When I was in a medium-sized hosting company, I developed an SNMP-based monitoring system that would query a number of load parameters (CPU, disk, network, overall) on a once a minute schedule, and would keep history for hours on the monitoring server. The boss fretted about the load such monitoring would impose. He never saw any.
For pure link monitoring, which is what I'm hearing you want to do, in my experience I found that a six-second ping cycle gives lots of early warning for link failures. Again, it depends on the specifications and detection targets.
Some things to consider:
1. Router restarts take a while. Consumer-grade routers can take a minute or more to complete a restart to the point where it will respond to ping. Carrier-grade routers are more variable but in general have so many options built into them that it takes longer to complete a restart cycle. Since you are talking consumer-grade gear, you probably don't want to be sensitive to CP power sags.
2. Depending on the technology used on the link, you may get some short-term outages, on the order of seconds, so doing "rapid" pings do nothing for you. During my DSL time, ATM would drop out for short intervals -- so watch out for nuisance trips.
3. Some routers implement ping limiting, so you have to balance your monitoring sample rate against DoS susceptibility. Offhand, I don't know the granularity of consumer router ping limiting, as I've never had that question pop up.

TASK INSTRUCTIONS
A. Condense the paragraph of the link-monitoring post that begins "When I was in a medium-sized hosting company" into two sentences, keeping its main facts.
B. Add the next part of the link-monitoring post, continuing on from its third numbered point.

EXTRACTED RECORDS

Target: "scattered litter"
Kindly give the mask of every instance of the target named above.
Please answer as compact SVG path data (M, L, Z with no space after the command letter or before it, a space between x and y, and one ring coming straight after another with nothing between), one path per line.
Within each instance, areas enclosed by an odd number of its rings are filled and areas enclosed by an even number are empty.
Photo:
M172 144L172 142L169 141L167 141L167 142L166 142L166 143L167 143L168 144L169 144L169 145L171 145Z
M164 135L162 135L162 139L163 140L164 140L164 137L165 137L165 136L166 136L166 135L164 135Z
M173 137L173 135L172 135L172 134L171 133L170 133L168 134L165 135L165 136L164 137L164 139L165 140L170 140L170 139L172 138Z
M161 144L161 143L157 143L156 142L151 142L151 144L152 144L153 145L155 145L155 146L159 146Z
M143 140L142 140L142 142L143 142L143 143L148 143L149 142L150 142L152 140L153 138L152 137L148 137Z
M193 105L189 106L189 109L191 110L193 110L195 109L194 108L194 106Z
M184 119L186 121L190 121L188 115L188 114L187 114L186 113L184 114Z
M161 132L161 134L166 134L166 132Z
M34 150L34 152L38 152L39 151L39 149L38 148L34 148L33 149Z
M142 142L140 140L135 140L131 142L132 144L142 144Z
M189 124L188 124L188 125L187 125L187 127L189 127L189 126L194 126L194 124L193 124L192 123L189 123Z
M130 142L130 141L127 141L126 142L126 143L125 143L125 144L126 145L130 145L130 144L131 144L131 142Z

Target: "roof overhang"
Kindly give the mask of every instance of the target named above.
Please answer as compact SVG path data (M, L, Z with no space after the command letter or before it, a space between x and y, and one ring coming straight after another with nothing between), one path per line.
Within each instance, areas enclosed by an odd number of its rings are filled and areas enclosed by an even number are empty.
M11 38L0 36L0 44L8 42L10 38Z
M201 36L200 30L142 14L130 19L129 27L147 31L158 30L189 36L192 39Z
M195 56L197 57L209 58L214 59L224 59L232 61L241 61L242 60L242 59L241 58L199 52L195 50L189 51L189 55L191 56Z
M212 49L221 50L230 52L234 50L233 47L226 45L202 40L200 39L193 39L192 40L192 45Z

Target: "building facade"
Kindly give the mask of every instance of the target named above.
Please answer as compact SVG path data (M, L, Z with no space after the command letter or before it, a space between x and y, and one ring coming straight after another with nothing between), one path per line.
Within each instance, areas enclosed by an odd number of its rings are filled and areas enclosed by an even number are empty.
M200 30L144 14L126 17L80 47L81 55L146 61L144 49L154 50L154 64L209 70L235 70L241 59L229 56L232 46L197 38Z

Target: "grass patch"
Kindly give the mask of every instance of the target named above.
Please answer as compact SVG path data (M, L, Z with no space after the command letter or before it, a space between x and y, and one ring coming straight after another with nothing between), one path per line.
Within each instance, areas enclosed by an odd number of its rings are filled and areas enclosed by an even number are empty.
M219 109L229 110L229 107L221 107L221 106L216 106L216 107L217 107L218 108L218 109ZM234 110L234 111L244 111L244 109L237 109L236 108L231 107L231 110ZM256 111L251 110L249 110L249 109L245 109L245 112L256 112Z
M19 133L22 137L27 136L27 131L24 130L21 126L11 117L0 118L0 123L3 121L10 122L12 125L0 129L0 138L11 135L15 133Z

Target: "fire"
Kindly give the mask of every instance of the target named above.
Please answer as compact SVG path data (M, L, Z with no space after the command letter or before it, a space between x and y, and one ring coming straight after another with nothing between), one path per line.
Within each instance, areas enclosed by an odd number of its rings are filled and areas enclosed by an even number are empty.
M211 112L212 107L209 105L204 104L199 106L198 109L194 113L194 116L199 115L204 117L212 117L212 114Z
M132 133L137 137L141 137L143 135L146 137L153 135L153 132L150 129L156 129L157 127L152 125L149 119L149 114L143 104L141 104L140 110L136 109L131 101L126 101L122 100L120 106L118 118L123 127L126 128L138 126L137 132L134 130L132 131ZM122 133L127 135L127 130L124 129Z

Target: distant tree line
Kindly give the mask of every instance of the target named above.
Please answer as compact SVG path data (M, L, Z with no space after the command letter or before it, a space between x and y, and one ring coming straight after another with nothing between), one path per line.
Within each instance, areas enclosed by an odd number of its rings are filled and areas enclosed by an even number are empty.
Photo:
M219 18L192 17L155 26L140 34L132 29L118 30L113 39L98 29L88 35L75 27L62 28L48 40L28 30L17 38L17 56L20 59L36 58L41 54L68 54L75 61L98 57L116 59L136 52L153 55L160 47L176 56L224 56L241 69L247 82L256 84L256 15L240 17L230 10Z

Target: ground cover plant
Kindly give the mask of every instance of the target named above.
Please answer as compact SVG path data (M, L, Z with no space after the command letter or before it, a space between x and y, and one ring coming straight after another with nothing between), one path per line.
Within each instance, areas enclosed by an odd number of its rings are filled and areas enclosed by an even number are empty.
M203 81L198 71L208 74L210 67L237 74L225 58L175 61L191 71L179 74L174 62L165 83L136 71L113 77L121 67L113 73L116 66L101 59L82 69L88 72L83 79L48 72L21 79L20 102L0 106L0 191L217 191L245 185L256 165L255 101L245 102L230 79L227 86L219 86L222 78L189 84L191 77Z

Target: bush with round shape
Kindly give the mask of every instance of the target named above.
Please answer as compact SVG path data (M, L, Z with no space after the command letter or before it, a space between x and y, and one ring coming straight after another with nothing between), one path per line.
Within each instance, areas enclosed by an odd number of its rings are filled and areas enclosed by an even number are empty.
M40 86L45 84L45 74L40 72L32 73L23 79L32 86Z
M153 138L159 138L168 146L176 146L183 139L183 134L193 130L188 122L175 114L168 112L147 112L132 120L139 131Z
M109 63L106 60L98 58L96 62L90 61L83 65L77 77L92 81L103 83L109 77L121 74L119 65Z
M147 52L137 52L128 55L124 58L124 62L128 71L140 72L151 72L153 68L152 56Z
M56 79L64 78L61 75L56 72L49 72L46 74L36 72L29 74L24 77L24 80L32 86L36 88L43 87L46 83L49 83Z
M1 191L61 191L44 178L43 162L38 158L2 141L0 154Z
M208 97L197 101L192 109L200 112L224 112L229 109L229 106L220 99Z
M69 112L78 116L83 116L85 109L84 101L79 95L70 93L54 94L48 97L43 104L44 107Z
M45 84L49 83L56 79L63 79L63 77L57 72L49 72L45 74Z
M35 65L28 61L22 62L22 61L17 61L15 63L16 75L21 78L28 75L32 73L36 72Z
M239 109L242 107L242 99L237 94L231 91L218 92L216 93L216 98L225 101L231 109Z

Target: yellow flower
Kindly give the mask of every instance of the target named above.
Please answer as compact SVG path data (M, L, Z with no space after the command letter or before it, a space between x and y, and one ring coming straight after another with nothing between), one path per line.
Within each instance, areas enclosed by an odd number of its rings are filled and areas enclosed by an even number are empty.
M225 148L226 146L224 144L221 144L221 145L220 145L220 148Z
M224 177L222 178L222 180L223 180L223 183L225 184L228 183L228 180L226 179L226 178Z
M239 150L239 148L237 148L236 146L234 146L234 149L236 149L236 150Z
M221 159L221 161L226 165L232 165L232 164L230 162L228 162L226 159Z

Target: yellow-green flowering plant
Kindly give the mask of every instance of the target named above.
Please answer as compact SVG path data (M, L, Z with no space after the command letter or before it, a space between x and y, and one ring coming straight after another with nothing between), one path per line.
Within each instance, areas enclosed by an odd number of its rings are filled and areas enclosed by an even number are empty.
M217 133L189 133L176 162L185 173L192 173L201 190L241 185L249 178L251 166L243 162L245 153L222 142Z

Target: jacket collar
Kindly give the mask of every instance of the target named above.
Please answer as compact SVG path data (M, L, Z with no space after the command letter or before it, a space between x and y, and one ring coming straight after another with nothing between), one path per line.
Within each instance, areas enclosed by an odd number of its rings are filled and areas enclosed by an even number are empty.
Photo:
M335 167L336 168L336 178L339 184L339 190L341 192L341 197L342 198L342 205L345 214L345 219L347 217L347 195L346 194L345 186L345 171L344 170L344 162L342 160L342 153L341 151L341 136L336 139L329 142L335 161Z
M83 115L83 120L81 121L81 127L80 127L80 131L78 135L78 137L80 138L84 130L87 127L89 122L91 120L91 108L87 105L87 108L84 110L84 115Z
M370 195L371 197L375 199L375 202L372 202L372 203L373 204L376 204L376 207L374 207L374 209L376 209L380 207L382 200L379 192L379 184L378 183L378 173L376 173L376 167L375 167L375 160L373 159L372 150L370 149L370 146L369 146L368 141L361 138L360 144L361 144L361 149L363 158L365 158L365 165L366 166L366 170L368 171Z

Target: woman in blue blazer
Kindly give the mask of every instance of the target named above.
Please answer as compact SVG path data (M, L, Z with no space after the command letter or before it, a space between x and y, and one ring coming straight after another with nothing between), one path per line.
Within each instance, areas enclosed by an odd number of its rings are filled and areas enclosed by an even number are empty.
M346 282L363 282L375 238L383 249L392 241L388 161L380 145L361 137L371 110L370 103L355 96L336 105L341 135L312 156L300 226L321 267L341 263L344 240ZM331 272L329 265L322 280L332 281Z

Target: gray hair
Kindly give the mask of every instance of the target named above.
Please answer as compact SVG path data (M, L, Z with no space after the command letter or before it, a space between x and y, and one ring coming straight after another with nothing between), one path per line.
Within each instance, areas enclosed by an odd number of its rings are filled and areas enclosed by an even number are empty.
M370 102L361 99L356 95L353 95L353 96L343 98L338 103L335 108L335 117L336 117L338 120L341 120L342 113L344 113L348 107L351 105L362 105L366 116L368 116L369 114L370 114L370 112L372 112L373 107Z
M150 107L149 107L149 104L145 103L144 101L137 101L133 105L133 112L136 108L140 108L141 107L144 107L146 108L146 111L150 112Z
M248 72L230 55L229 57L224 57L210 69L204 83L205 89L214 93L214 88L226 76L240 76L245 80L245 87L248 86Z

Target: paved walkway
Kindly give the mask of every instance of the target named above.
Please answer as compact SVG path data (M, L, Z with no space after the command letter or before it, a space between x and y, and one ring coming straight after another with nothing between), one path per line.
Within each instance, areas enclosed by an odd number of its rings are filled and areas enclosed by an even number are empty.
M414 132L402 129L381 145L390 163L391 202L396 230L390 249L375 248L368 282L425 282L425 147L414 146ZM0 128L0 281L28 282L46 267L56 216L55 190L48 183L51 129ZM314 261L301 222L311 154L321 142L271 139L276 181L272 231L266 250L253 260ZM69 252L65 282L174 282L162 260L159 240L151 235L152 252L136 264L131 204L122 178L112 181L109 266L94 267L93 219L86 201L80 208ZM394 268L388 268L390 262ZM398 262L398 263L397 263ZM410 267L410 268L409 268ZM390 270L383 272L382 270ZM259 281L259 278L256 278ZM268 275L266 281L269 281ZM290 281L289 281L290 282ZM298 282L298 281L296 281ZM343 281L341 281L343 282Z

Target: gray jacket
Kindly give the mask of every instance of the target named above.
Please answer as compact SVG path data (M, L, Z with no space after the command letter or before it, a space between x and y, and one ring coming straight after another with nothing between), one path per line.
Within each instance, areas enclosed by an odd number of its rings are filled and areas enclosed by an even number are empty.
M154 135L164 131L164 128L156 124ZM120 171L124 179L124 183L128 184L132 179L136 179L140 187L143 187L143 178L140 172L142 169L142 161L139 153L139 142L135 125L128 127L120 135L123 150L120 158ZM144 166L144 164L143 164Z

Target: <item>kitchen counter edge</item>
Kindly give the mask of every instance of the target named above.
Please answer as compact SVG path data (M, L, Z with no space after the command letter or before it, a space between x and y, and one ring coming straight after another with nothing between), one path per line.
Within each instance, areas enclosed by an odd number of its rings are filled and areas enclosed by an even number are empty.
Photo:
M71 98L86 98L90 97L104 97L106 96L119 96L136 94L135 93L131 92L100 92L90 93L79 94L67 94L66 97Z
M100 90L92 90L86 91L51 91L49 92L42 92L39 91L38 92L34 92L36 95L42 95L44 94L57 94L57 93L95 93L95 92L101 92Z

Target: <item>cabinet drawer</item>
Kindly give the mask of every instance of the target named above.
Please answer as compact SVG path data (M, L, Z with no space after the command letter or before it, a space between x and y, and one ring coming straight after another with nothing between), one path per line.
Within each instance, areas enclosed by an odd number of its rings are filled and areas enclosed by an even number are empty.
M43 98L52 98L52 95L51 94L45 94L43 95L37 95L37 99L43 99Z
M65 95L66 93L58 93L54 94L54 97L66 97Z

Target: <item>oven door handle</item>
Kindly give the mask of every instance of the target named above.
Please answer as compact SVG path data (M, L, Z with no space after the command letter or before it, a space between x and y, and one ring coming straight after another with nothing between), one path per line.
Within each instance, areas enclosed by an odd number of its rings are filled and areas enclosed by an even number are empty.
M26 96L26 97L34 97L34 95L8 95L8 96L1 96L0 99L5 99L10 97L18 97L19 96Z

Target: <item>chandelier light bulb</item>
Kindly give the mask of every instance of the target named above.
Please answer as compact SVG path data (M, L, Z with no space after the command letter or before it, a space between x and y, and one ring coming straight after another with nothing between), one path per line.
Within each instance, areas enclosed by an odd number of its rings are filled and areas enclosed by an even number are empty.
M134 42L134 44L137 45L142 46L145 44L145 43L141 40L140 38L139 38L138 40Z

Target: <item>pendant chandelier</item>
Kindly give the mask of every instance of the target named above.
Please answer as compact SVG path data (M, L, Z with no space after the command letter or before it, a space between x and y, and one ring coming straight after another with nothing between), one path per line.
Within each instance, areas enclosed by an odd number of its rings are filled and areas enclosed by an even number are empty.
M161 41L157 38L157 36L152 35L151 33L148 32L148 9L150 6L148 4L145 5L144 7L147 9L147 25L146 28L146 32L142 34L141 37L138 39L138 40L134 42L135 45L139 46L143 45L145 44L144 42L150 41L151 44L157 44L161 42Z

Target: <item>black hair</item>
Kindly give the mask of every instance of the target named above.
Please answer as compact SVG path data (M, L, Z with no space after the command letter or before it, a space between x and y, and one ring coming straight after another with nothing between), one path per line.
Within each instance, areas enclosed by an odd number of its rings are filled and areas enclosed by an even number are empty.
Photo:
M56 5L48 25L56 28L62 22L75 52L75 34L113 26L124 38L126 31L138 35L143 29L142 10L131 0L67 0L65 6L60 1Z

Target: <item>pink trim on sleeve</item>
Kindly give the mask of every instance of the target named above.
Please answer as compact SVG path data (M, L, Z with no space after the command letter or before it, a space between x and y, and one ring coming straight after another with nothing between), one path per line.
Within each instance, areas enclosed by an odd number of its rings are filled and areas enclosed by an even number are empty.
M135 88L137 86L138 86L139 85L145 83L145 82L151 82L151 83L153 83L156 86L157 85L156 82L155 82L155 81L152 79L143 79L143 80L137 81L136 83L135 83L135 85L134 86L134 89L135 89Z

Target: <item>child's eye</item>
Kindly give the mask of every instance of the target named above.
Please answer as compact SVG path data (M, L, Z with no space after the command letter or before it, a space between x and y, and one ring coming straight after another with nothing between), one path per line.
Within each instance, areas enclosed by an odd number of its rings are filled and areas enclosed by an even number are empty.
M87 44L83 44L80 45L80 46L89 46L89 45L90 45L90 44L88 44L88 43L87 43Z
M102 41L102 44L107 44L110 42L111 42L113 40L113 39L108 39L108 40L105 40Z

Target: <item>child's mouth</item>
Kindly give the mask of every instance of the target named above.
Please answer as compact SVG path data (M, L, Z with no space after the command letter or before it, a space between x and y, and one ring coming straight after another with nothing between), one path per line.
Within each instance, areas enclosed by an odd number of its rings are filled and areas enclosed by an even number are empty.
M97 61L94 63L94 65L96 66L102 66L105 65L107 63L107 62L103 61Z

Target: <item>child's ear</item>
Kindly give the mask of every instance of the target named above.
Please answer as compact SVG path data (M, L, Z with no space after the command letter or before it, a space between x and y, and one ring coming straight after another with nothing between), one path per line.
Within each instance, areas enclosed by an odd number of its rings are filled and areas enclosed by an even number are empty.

RESULTS IN ORDER
A. At a medium-sized hosting company, the writer built an SNMP-based monitoring system that checked CPU, disk, network and overall load once a minute and kept hours of history on the monitoring server. The boss worried about the load this would add, but he never saw any.

B.
4. How large a monitoring server are you willing to devote to such a system? My web host monitoring used a 400-MHz Pentium II box, and it didn't even breathe hard. (A 1U Cobalt box, repurposed with Red Had Linux, pulled from a junk pile.) I was monitoring about 150 web host servers. Extraolatuing the system load on that Cobalt box, I could have handled 1500 web host servers and more.
YMMV... but most of the CPE routers I've seen lately have icmp turned off by default, so you'll be messing with settings in the customer router. Do you provide the router? Also agree with Baldur, 2 minutes... is more than likely the customer router rebooting itself or something like that. If they support SNMP at ALL uptime is a VERY useful OID. I've finally given up an started to provide the customer CPE.. since we're going to get the blame anyway... might as well be able to monitor it in a fashion that we can choose and charge another $10 a month for managed router. TR-069 has settings to change the update frequency as well and it can be persuaded to provide SNMPish information. I also run a smokeping for _special_ customers. I've found that 20 rapid pings every 1 minute gives me pretty good stats on jitter and if they really are having an issue, I'll see it at that granularity. /rh On Sat, Dec 15, 2018 at 5:22 PM Baldur Norddahl <baldur.norddahl@gmail.com> wrote:
Hi
Customers do not usually complain about 2 minutes of downtime unless it is a repeating event. We will therefore offer such customers to put their line on monitor mode, which means we will add them to smokeping. You could also start the ping once a second thing, which would be no problem if it is only a few customers on monitor mode.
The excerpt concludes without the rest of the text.